MANAGEMENT STOCK BONUS PLAN:
In connection with the stock conversion, the Bank adopted three Management
Stock Bonus Plans (collectively the MSBP), the objective of which is to
enable the Bank to retain personnel of experience and ability in key
positions of responsibility. All employees of the Bank are eligible to
receive benefits under the MSBP. Benefits may be granted at the sole
discretion of a committee appointed by the Board of Directors. The MSBP is
managed by trustees who are non-employee directors and who have the
responsibility to invest all funds contributed by the Bank to the trusts
created for the MSBP.
The MSBP has purchased 91,252 shares of the Company's stock for $965,224.
These shares were granted in the form of restricted stock payable over a
five-year period at the rate of one-fifth of such shares per year following
the date of grant of the award. Compensation expense, in the amount of the
fair market value of the common stock at the date of the grant to the
employee, will be recognized pro rata over the five years during which the
shares are payable. A recipient of such restricted stock will be entitled
to all voting and other stockholder rights, except that the
F-23
<PAGE>
14. EMPLOYEE BENEFIT PLANS (CONTINUED)
shares, while restricted, may not be sold, pledged or otherwise disposed of
and are required to be held in escrow. If a holder of such restricted
stock terminates employment for reasons other than death, disability or
retirement, the employee forfeits all rights to the allocated shares under
restriction. If the participant's service terminates as a result of death,
disability, retirement or a change in control of the Bank, all restrictions
expire and all shares allocated become unrestricted. The Board of
Directors can terminate the MSBP at any time, and if it does so, any shares
not allocated will revert to the Company.

---

== DIRECTIVES ==
A) Answer these questions using the passage on the stock bonus plan:
(i) Who manages the MSBP?
(ii) How many shares of the Company's stock has the MSBP purchased, and for what amount?
(iii) If the Board of Directors terminates the MSBP, what happens to shares not allocated?
B) Copy word for word the part of the passage on the stock bonus plan starting at "MANAGEMENT STOCK BONUS" and ending at "stock for $965,224.".
These items come from a separate source.

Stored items
---

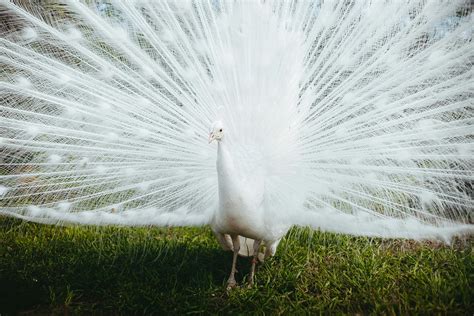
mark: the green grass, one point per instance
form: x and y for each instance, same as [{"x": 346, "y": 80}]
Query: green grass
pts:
[{"x": 79, "y": 270}]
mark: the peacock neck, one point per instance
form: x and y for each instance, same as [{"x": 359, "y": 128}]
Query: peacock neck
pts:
[{"x": 226, "y": 174}]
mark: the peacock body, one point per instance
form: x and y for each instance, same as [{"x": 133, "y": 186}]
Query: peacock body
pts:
[{"x": 348, "y": 116}]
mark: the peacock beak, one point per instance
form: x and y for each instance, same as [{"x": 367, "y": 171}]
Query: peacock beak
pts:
[{"x": 211, "y": 137}]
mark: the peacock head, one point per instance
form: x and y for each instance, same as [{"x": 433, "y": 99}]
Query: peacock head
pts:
[{"x": 217, "y": 131}]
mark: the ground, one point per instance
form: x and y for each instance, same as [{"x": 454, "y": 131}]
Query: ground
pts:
[{"x": 112, "y": 270}]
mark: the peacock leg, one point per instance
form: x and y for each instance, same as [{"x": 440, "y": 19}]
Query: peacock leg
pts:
[
  {"x": 236, "y": 244},
  {"x": 256, "y": 247}
]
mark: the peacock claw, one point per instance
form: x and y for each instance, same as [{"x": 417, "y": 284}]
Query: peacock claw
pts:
[{"x": 231, "y": 284}]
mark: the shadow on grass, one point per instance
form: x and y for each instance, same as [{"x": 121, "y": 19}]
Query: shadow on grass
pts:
[{"x": 110, "y": 269}]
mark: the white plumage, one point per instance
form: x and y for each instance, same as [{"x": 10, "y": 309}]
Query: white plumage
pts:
[{"x": 353, "y": 117}]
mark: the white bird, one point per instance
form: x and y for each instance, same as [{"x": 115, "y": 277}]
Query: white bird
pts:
[
  {"x": 240, "y": 220},
  {"x": 352, "y": 116}
]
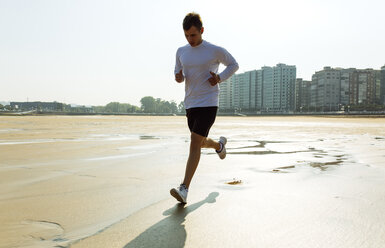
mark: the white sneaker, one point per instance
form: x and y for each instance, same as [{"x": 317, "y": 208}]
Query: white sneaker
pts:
[
  {"x": 222, "y": 153},
  {"x": 180, "y": 193}
]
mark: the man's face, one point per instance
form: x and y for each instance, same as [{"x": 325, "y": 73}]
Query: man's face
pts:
[{"x": 194, "y": 36}]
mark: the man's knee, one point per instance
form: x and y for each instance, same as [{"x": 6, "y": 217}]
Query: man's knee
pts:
[{"x": 197, "y": 140}]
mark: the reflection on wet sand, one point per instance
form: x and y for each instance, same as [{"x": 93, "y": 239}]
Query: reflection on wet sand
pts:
[{"x": 170, "y": 232}]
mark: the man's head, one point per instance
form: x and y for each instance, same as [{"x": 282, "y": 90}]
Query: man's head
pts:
[{"x": 193, "y": 30}]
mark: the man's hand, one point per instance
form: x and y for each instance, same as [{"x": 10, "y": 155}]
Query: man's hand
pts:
[
  {"x": 179, "y": 77},
  {"x": 214, "y": 79}
]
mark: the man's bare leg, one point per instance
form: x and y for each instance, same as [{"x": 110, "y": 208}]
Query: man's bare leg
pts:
[
  {"x": 197, "y": 142},
  {"x": 209, "y": 143}
]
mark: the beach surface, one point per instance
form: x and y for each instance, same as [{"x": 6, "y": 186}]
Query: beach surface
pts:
[{"x": 104, "y": 181}]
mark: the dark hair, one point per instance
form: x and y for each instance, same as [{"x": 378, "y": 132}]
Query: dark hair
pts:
[{"x": 192, "y": 19}]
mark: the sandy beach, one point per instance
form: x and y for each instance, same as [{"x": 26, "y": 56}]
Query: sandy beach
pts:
[{"x": 104, "y": 181}]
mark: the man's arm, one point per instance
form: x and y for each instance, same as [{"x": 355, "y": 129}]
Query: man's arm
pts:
[
  {"x": 178, "y": 69},
  {"x": 231, "y": 65}
]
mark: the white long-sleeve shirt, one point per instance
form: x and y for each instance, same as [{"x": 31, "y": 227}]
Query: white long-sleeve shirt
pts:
[{"x": 196, "y": 64}]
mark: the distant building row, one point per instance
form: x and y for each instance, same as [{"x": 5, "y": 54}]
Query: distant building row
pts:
[{"x": 276, "y": 89}]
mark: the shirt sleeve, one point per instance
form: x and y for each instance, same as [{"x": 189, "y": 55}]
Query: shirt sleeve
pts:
[
  {"x": 178, "y": 64},
  {"x": 228, "y": 60}
]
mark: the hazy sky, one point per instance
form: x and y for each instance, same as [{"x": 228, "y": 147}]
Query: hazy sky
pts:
[{"x": 93, "y": 52}]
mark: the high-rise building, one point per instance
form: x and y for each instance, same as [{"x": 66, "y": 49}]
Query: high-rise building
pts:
[
  {"x": 302, "y": 94},
  {"x": 363, "y": 86},
  {"x": 269, "y": 89},
  {"x": 225, "y": 96},
  {"x": 382, "y": 86},
  {"x": 279, "y": 88},
  {"x": 327, "y": 82}
]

---

== TASK-BY-TASK RESULTS ==
A)
(i) Trustees who are non-employee directors manage the MSBP.
(ii) The MSBP has purchased 91,252 shares for $965,224.
(iii) Any shares not allocated revert to the Company.

B)
MANAGEMENT STOCK BONUS PLAN:
In connection with the stock conversion, the Bank adopted three Management
Stock Bonus Plans (collectively the MSBP), the objective of which is to
enable the Bank to retain personnel of experience and ability in key
positions of responsibility. All employees of the Bank are eligible to
receive benefits under the MSBP. Benefits may be granted at the sole
discretion of a committee appointed by the Board of Directors. The MSBP is
managed by trustees who are non-employee directors and who have the
responsibility to invest all funds contributed by the Bank to the trusts
created for the MSBP.
The MSBP has purchased 91,252 shares of the Company's stock for $965,224.